[Problem description]
The records below are to be transcribed word for word.

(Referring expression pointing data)
══════

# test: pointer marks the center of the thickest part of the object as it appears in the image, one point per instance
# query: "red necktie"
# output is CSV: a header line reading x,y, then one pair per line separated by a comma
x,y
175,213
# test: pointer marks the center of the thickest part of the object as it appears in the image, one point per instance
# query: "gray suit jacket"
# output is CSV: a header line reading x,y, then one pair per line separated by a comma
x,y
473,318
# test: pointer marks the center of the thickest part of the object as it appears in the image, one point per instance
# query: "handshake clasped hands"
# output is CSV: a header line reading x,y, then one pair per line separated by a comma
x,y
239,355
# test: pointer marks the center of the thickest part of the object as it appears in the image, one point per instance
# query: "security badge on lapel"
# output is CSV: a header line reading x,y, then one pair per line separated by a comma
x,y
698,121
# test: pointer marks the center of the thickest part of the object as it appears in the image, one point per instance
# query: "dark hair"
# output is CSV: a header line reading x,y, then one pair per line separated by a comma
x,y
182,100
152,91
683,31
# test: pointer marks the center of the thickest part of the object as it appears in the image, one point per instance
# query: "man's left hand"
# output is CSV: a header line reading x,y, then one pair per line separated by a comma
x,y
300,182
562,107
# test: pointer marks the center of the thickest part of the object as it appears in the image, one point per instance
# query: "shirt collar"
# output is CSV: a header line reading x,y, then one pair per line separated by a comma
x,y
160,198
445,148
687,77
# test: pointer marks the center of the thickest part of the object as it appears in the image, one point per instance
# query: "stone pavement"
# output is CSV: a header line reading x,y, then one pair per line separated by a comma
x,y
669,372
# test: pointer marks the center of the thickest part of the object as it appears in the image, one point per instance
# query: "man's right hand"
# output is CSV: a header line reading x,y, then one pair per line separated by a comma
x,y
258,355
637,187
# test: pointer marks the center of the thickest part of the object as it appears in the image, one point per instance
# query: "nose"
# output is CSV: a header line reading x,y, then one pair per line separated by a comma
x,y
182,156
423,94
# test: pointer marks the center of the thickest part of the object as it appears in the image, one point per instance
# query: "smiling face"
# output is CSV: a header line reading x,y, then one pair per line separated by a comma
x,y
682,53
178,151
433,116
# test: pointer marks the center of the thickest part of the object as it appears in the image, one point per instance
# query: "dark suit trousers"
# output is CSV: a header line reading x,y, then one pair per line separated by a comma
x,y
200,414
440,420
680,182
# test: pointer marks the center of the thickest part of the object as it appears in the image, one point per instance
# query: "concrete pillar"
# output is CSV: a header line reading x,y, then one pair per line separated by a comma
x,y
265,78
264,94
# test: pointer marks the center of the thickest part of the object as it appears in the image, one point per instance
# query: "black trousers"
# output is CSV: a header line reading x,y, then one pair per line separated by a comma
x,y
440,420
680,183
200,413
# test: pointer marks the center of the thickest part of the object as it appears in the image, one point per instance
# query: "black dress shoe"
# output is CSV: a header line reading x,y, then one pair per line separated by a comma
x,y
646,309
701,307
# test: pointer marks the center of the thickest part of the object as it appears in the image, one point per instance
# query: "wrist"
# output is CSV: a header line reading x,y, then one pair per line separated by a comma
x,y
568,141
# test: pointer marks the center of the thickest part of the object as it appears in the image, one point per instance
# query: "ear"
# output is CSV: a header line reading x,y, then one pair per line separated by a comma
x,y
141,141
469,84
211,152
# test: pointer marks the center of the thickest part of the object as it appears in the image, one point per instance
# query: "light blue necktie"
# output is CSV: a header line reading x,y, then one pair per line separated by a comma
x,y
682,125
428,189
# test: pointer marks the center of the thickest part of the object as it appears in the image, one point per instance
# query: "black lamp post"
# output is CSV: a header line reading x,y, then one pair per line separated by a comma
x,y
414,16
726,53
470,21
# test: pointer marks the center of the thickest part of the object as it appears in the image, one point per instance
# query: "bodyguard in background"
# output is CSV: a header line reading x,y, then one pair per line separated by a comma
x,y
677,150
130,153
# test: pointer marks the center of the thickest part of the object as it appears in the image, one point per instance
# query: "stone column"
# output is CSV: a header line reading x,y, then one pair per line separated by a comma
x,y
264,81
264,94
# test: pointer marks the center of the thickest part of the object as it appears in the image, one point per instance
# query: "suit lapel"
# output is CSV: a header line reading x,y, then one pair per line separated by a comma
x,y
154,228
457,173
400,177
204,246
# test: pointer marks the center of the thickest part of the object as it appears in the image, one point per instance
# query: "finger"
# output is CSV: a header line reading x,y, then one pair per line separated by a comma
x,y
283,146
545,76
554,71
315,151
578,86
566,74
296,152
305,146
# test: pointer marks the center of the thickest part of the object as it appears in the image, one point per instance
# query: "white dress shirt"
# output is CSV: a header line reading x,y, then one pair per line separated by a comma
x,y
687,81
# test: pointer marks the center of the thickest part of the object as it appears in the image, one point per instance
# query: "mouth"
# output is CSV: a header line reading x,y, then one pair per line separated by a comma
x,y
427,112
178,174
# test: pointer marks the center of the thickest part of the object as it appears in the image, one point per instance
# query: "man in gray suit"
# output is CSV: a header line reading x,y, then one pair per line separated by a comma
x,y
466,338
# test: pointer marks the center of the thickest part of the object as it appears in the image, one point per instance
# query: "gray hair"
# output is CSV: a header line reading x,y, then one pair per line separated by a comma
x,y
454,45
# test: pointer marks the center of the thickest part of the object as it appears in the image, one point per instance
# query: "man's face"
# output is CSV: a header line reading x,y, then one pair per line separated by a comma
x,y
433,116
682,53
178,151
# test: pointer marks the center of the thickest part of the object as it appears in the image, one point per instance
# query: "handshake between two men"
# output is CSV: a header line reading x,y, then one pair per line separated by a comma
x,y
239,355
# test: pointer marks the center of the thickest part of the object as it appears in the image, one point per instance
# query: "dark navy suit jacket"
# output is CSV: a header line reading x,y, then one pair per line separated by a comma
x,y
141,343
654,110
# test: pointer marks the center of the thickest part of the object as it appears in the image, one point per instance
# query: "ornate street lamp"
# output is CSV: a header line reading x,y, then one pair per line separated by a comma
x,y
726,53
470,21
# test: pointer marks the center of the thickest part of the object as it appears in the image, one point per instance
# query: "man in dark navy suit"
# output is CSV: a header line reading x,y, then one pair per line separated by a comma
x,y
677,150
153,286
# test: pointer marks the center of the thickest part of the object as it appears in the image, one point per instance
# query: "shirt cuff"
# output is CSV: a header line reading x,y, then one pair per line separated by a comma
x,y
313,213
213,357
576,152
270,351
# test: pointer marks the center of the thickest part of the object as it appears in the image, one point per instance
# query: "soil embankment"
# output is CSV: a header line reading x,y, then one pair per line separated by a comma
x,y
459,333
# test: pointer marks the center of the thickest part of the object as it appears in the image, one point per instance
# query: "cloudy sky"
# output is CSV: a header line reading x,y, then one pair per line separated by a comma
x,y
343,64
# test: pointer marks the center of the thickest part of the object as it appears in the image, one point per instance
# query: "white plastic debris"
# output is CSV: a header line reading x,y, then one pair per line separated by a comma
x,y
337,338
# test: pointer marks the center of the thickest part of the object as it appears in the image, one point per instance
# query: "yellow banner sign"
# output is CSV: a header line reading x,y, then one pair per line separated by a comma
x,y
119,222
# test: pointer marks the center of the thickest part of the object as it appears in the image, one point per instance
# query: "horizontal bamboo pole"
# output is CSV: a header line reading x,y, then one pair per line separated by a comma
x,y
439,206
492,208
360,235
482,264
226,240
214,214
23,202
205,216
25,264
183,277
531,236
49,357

══════

[Expected output]
# test: pointer marks the center of the thickest part of the object as it appears in the image, one point per instance
# query: "red necktie"
# output is CSV: a header line reading x,y, then one pair per line separated by a comma
x,y
175,213
# test: pointer marks the center of the thickest part of the object as it appears in the image, one point per instance
# query: "gray suit jacket"
# output is CSV: a header line reading x,y, then one pair per line separated by a comma
x,y
473,318
# test: pointer marks the center of the thickest part of the object as it appears in the image, one point per instance
# query: "handshake clasped hands"
# output is CSV: a header line reading x,y, then one pair per line separated by a comma
x,y
239,355
# test: pointer marks the center of the thickest part of the object as it appears in the image, one point per instance
# query: "security badge on lapel"
# output is CSV: a header line reading x,y, then one pair per line separated by a comma
x,y
698,121
# test: pointer marks the center of the thickest part of the object as it appears in the image, one point per instance
# query: "dark hair"
# output is CSV: a header line reading x,y, then one pair per line separated by a comma
x,y
182,100
152,91
683,31
# test: pointer marks the center of the thickest part of the object as it appears in the image, one point per instance
# query: "man's left hand"
# output is CSV: a header line reading x,y, then one pair per line separated by a comma
x,y
300,182
562,107
# test: pointer marks the center of the thickest part of the object as it appears in the image, one point per instance
# query: "shirt collar"
# output is CSV: a header line reading x,y, then one pair per line separated by a comma
x,y
160,198
445,148
687,77
# test: pointer marks the center of the thickest part of the object as it appears in the image, one point per instance
# query: "stone pavement"
# output is CSV: a header line reading x,y, then one pair per line separated by a comma
x,y
669,372
# test: pointer marks the center of the thickest part of the object as it appears in the image, one point per instance
# query: "man's right hand"
# output is CSV: a header line reading x,y, then one pair per line separated by a comma
x,y
258,355
637,187
# test: pointer marks the center of the thickest part of the object as it appears in the image, one point per instance
# query: "nose"
# output is CSV: a header line reading x,y, then one pair per line separated by a comma
x,y
182,156
423,94
# test: pointer marks the center of the thickest part of the object as it appears in the image, one point per instance
# query: "smiling face"
# output is CSV: a header line reading x,y, then one pair per line separated by a comma
x,y
682,53
178,151
433,116
# test: pointer marks the center of the thickest part of the object as it appears in the image, one point per instance
# query: "dark suit trousers"
# output is CSV: a header line reading x,y, then one pair per line separated by a comma
x,y
200,414
440,420
680,182
# test: pointer marks the center of the thickest part of the object as it appears in the image, one point per instance
# query: "concrete pillar"
# output is CSV: a header line reading x,y, then one pair per line separated by a comma
x,y
265,78
264,94
# test: pointer marks the center of the thickest part of the object as it appears in the image, one point per instance
# query: "black trousers"
# output is CSV: a header line reading x,y, then one pair per line separated by a comma
x,y
440,420
680,183
200,413
# test: pointer marks the center of the thickest part of the object as it appears in the image, one point per instance
# query: "black dress shoe"
# output is CSV: a header line reading x,y, then one pair per line separated by a comma
x,y
646,309
701,307
# test: pointer marks the center of the thickest part of the object as it appears in the image, one point per instance
# query: "wrist"
# output is CSV: a header line reading x,y, then one pair per line separated by a comma
x,y
568,141
# test: pointer marks the center of the thickest part of the object as it appears in the image, one point per instance
# query: "ear"
# output is CSV: a header line reading x,y, then one pair per line separated by a comma
x,y
141,141
469,84
211,152
# test: pointer marks the center of the thickest part of the object as it appears in the image, one point per instance
# query: "light blue necktie"
# output is CSV: a header line reading x,y, then one pair per line separated by a comma
x,y
682,125
428,189
# test: pointer marks the center of the thickest part of the object as it appears in the image, one point per instance
# query: "black lamp post"
# output is CSV: a header line reading x,y, then one pair per line separated by a comma
x,y
414,16
726,53
470,21
# test: pointer marks the center of the thickest part of the object as it appears in the image, one point per instance
# query: "bodyguard in background"
# output is CSV: a header line reading x,y, then one pair per line separated by a comma
x,y
677,150
130,153
# test: pointer marks the center of the thickest part of the object as it appears in the image, one point per instance
# query: "stone column"
# output is CSV: a header line reading x,y, then one pair per line separated by a comma
x,y
264,81
264,94
# test: pointer marks the center of the thickest part of the object as it appears in the image, one point per instance
# query: "suit lapel"
# output is CSV: a header line reading x,y, then one pair per line separated by a comma
x,y
154,228
457,173
400,177
204,246
# test: pointer marks the center of the thickest part of the object as it appears in the image, one point per instance
# query: "finger"
# output is CSV: a header line reading x,y, then one pair per line separated by a comma
x,y
283,146
545,76
554,71
315,151
578,86
566,74
296,152
305,146
# test: pointer marks the center of the thickest part of the object as it appears in the image, one point per instance
# query: "white dress shirt"
# output is CSV: a header line reading x,y, then one pair per line separated by a comma
x,y
687,81
# test: pointer marks the center of the thickest part of the object as it appears in the image, one point per instance
# query: "mouth"
# output is CSV: a header line reading x,y, then one pair per line separated by a comma
x,y
427,112
178,174
# test: pointer marks the center of the thickest part of the object as it appears in the image, one point per instance
# query: "man in gray suit"
# output is CSV: a header line reading x,y, then one pair per line separated by a comma
x,y
466,338
# test: pointer marks the center of the thickest part of the object as it appears in the image, one point per instance
# query: "gray hair"
# output is CSV: a header line reading x,y, then one pair per line separated by a comma
x,y
454,45
# test: pointer marks the center of the thickest part of the object as it appears in the image, one point per instance
# query: "man's face"
# output is CSV: a header line reading x,y, then one pair per line separated by a comma
x,y
433,116
682,53
178,151
# test: pointer marks the center of the thickest part of the object as it appears in the image, one point per instance
# query: "handshake between two men"
# output is CSV: a header line reading x,y, then one pair per line separated by a comma
x,y
239,355
# test: pointer marks the center of the thickest part of the object as it appears in the image, one point per instance
# query: "dark navy suit jacket"
# output is CSV: a header line reading x,y, then one pair per line separated by a comma
x,y
141,343
654,110
# test: pointer marks the center of the thickest part of the object as it appears in the image, one point per instance
# query: "ornate street lamp"
# output is CSV: a header line reading x,y, then one pair per line separated by a comma
x,y
726,53
470,21
# test: pointer marks the center of the thickest part of the object as it appears in the image, one point per instance
# query: "man in dark navy suit"
# output is CSV: a header line reading x,y, then one pair per line separated by a comma
x,y
677,150
153,286
# test: pointer marks the center of the thickest part of the object as it appears in the image, one point per instance
# query: "shirt cuff"
# output is CSV: a header line reading x,y, then one pair per line separated by a comma
x,y
313,213
213,357
576,152
270,351
# test: pointer marks the center of the thickest part of the object as it appears in the image, one point per instance
# query: "soil embankment"
# output is CSV: a header line reading x,y, then one pair per line separated by a comma
x,y
459,333
# test: pointer marks the center of the thickest part of the object as it appears in the image, one point per instance
# query: "cloudy sky"
# output is CSV: a header line reading x,y, then one pair per line separated by a comma
x,y
343,64
# test: pointer marks the center of the thickest part of the object as it appears in the image, one point per instance
# query: "white plastic debris"
# output is CSV: a header line reading x,y, then one pair per line separated by a comma
x,y
337,338
# test: pointer marks the center of the thickest part of the object as it appears in the image, one point per instance
# query: "yellow banner sign"
# output is CSV: a header line reading x,y, then one pair per line separated by a comma
x,y
119,222
# test: pointer marks the center of the thickest part of the object as it appears in the image, one point per instance
# query: "horizontal bamboo pole"
# output is CSV: a header line reading x,y, then one pair per line separated by a comma
x,y
439,206
492,208
360,235
482,264
226,240
214,214
23,202
205,216
25,264
183,277
531,236
49,357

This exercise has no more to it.